ЗАДАНИЯ ДЛЯ ВЫПОЛНЕНИЯ =>
1 > Перепишите без изменений часть отрывка о традиции от «Традиционность в формальной» до «и глубины слова.».
2 > Выпишите из записей все строки, где встречается слово «stem».
-------- ОТРЫВОК ИЗ ТЕКСТА
Понимание традиционности, выраженное в приведенной выше метафоре, вполне соответствует дефиниции термина «традиция», предложенной в двадцатом веке: «Традиция образует определенное смысловое пространство, которое включает зоны как мало формализуемые, не отображаемые до конца на знаковом уровне, так и зоны, совсем не формализуемые. Обладая, с одной стороны, указанным набором артикулируемых сем и образов, традиция другой своей стороной (наиболее существенной) обращена к сложным комплексам народных представлений, которые существуют латентно и не всегда выступают на уровне сознания, являясь достоянием подсознательного и бессознательного» (определение Г. И. Мальцева).
Если учесть все эти обстоятельства, то придется признать, легитимность термина «традиционная литература» по отношению к историко – литературной парадигме, объединяющей произведения, в которых содержательно воплощается основа, исторический опыт родной культуры, с достаточной очевидностью проявляется сбалансированность идеи, психологии персонажей, сюжета с топикой, поэтикой, стилистикой, как это было в прозе Пушкина и Лермонтова, Толстого и Достоевского.
Традиционность в формальной сфере, в сфере поэтики и стилистики заключается в сосредоточенности на содержательно обусловленном, оправданном развитии классической жанровой системы; в особенностях топики – хронотопа прежде всего, подчиненного реальному времени и пространству и реальному историческому человеку, раскрывающемуся в них; в сложнейшей и аксиологически выверенной мотивной структуре сюжетов; в наследовании принципов психологизма, позволивших создать образ «простого человека» во всей его сложности и противоречивости как истинное, действительное воплощение достоинств и недостатков национального характера; наконец, в обновлении литературного языка, усиливающем его изобразительно – выразительные возможности за счет возвращения классической чистоты и ясности, мифологической объемности и глубины слова.
----------------
-------- ДАННЫЕ ДЛЯ ОБРАБОТКИ
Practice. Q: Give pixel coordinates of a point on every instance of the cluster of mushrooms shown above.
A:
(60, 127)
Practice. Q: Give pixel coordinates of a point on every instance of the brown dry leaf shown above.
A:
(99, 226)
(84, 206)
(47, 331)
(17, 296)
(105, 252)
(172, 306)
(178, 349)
----------------
-------- ДАННЫЕ ДЛЯ ОБРАБОТКИ
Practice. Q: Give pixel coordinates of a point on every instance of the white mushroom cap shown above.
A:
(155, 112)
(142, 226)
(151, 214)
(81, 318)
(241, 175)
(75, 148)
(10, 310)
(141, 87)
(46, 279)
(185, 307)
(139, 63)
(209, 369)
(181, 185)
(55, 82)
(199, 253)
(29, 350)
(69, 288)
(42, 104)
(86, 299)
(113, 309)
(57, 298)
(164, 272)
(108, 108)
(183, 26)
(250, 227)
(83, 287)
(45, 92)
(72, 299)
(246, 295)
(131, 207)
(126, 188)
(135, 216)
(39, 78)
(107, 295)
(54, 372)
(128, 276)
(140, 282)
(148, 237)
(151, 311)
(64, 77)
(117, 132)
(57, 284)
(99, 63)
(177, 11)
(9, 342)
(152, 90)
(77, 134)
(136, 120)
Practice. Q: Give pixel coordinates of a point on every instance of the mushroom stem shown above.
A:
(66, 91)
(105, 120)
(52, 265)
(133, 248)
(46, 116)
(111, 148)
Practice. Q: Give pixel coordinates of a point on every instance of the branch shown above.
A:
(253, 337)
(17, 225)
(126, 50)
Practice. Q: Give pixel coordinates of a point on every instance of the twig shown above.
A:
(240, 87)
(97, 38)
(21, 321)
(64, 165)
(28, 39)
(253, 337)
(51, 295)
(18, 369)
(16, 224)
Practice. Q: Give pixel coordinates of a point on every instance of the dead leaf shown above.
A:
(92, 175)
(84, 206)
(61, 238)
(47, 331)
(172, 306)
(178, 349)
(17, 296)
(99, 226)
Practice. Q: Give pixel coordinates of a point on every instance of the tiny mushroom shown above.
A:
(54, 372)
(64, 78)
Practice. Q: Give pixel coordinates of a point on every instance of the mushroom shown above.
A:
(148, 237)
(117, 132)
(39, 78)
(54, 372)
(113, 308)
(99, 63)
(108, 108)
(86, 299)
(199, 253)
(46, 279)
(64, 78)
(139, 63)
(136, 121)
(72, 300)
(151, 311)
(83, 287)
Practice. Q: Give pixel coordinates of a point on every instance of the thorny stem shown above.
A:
----------------
РЕШЕНИЯ ЗАДАЧ =>
1 >
Традиционность в формальной сфере, в сфере поэтики и стилистики заключается в сосредоточенности на содержательно обусловленном, оправданном развитии классической жанровой системы; в особенностях топики – хронотопа прежде всего, подчиненного реальному времени и пространству и реальному историческому человеку, раскрывающемуся в них; в сложнейшей и аксиологически выверенной мотивной структуре сюжетов; в наследовании принципов психологизма, позволивших создать образ «простого человека» во всей его сложности и противоречивости как истинное, действительное воплощение достоинств и недостатков национального характера; наконец, в обновлении литературного языка, усиливающем его изобразительно – выразительные возможности за счет возвращения классической чистоты и ясности, мифологической объемности и глубины слова.

2 >
Practice. Q: Give pixel coordinates of a point on every instance of the mushroom stem shown above.
Practice. Q: Give pixel coordinates of a point on every instance of the thorny stem shown above.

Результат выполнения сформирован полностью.